[Exercise objective]
Rewrite all of the lines below, replacing "shown by this sample" with "as illustrated by this sample" and leaving everything else unchanged. Omit the pictures from your answer.

[Raw data]
------------------------------
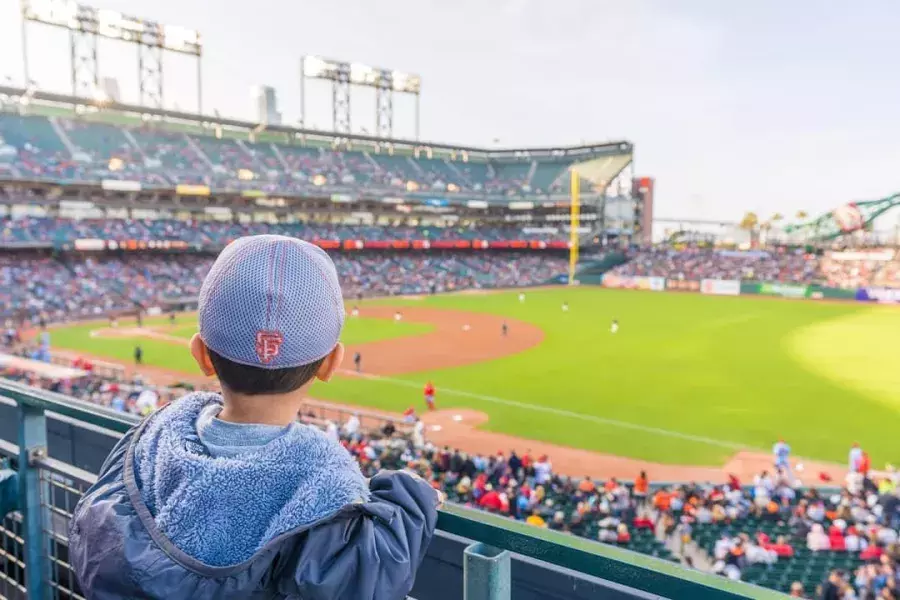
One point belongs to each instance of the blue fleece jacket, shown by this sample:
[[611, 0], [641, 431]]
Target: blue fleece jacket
[[220, 510], [367, 550]]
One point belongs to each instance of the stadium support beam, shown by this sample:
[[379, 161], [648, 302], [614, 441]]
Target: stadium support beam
[[384, 105], [83, 57], [575, 222], [150, 76], [344, 75], [340, 100], [86, 24]]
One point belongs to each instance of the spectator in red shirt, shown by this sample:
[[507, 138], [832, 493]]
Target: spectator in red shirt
[[491, 500], [429, 395]]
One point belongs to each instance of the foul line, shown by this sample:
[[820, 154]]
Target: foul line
[[558, 411]]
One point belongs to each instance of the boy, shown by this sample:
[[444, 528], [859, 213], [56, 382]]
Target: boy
[[229, 496]]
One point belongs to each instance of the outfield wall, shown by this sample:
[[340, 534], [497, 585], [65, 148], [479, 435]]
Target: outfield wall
[[734, 287]]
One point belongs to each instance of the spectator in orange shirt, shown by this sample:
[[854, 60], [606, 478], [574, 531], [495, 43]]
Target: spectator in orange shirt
[[641, 487], [662, 500], [587, 486], [536, 519]]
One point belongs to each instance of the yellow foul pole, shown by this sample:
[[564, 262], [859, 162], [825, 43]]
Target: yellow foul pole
[[574, 213]]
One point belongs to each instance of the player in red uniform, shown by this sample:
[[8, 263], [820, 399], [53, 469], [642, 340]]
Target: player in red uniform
[[429, 395]]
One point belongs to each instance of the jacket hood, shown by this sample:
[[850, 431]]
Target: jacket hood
[[222, 510]]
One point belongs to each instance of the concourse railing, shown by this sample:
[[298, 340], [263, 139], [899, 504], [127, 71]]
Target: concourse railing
[[34, 525]]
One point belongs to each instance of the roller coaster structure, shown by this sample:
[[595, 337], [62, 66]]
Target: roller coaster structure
[[845, 219]]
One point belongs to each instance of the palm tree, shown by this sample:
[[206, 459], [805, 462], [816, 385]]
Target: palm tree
[[750, 224]]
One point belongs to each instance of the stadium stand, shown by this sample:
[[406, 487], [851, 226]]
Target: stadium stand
[[219, 233], [771, 533], [548, 566], [72, 286], [697, 264], [161, 154]]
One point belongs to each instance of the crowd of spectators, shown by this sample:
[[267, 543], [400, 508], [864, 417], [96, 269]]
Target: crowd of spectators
[[159, 156], [694, 264], [218, 233], [770, 525], [879, 268], [77, 286]]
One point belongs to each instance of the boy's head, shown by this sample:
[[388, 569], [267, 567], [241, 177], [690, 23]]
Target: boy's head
[[270, 314]]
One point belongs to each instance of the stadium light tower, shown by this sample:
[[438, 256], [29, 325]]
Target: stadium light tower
[[86, 24], [343, 75]]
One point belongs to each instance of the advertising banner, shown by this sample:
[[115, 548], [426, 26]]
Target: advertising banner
[[115, 185], [655, 284], [192, 190], [884, 295], [682, 285], [783, 290], [721, 287], [883, 255]]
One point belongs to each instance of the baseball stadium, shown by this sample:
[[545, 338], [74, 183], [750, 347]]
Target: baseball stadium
[[601, 403]]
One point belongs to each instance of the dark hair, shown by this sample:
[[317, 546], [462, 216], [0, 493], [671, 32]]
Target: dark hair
[[255, 381]]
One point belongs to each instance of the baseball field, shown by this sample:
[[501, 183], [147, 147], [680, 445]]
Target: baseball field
[[687, 380]]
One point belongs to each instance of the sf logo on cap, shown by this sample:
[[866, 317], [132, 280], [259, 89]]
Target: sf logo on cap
[[268, 345]]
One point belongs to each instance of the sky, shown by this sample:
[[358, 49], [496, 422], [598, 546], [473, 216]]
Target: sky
[[769, 106]]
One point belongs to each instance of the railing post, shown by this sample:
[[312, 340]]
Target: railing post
[[32, 447], [486, 573]]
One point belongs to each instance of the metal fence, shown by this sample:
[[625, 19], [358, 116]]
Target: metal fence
[[34, 540]]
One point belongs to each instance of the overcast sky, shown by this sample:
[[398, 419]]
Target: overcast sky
[[769, 105]]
------------------------------
[Written answer]
One point belongs to each instance of the blue fleece jacket, as illustrated by this sample:
[[611, 0], [641, 431]]
Target: blue fleece jacket
[[220, 510], [367, 550]]
One point belongs to each instance of the stadium support beam, as illustrated by this sample:
[[379, 161], [648, 302], [614, 441]]
Target: stadium support beam
[[384, 105], [83, 57], [575, 222], [150, 76], [344, 75], [340, 100], [86, 24]]
One point belongs to each instance of the spectator in red shirt, as illustrated by this sample:
[[507, 138], [832, 493]]
Target: spectator in red shirt
[[491, 500], [429, 395]]
One point belongs to each instance of the foul line, as illustrated by this sample:
[[820, 154]]
Target: foul line
[[558, 411]]
One point belongs to each instance of the boy, as illustrated by this sample:
[[444, 528], [859, 213], [56, 382]]
Target: boy
[[229, 496]]
One point belongs to each instance of the outfield wall, as illustrated by this sample:
[[340, 534], [497, 585], [65, 148], [479, 435]]
Target: outfield wall
[[734, 287]]
One point belongs to each instance of the spectator in orange shirt, as illustrated by this sample:
[[854, 60], [606, 478], [574, 531], [495, 43]]
Target: spectator in orange shirt
[[641, 487], [662, 500], [587, 486], [536, 519]]
One point belongs to each instance of the yellow foul pole, as illustrated by this sample:
[[564, 262], [859, 162], [825, 43]]
Target: yellow foul pole
[[574, 213]]
One point belongs to each instance of the player in red uniform, as illustrated by this sample:
[[8, 263], [820, 399], [53, 469], [642, 340]]
Target: player in red uniform
[[429, 395]]
One point belongs to each instance of the jacket hood, as illustrated by this sample:
[[850, 431]]
Target: jacket hood
[[222, 510]]
One point belongs to each instance of the concourse railing, as illustrated by this sample:
[[298, 340], [263, 139], [899, 504], [127, 71]]
Target: concourse railing
[[34, 525]]
One point belongs to each instance of the roller coaster structure, as illustrated by this sample:
[[595, 337], [62, 66]]
Target: roller coaster structure
[[845, 219]]
One point belongs to each instance of the palm tree, as illustrated by this sample:
[[206, 459], [805, 462], [816, 385]]
Target: palm tree
[[750, 224]]
One point belongs to each instance of the stadium stand, as illustrated by this sample:
[[406, 487], [851, 226]]
Target: stadium stand
[[219, 233], [771, 533], [548, 566], [72, 286], [697, 264], [161, 154]]
One point belongs to each instance of the crowd of spectators, as illustrated by this sample:
[[267, 543], [400, 508], [864, 417], [96, 269]]
Target: crowd of spectators
[[159, 156], [694, 264], [218, 233], [770, 525], [879, 268], [77, 286]]
One point belongs to each instance of the boy's head, as illustrated by this sample:
[[388, 569], [267, 567], [241, 177], [690, 23]]
Target: boy's head
[[270, 314]]
One point belongs to each instance of the stadium light tower, as illustrated by this sample:
[[438, 256], [29, 325]]
Target: stadium light tower
[[86, 24], [343, 75]]
One point belongs to each instance of the advertising banner, as illustrated by this sample:
[[115, 548], [426, 26]]
Target: advertising banner
[[115, 185], [655, 284], [192, 190], [884, 295], [682, 285], [783, 290], [721, 287], [883, 255]]
One point belongs to each instance of the baseball stadium, as illustrated by this sample:
[[545, 338], [74, 183], [750, 347]]
Target: baseball stadium
[[601, 403]]
One point belongs to each instance of the dark hair, as illustrated by this sample:
[[317, 546], [462, 216], [0, 493], [671, 32]]
Target: dark hair
[[255, 381]]
One point belongs to each instance of the baseball field, as illustrated by this sample:
[[501, 183], [147, 147], [680, 445]]
Target: baseball field
[[687, 380]]
One point belongs to each instance of the sf logo on cap, as illustrated by this sample:
[[866, 317], [132, 280], [259, 89]]
Target: sf logo on cap
[[268, 345]]
One point belongs to each instance of the sky, as illustrated by this sample:
[[358, 49], [496, 422], [598, 546], [473, 216]]
Target: sky
[[769, 106]]
One point belongs to each instance of the railing post, as illustrated by this sample:
[[312, 340]]
Target: railing post
[[32, 447], [486, 573]]
One point belongs to each instance of the metal fence, as illustrated by this sample:
[[625, 19], [358, 116]]
Target: metal fence
[[34, 540]]
One point belongs to each instance of the overcast sky, as illustrated by this sample:
[[398, 419]]
Target: overcast sky
[[769, 105]]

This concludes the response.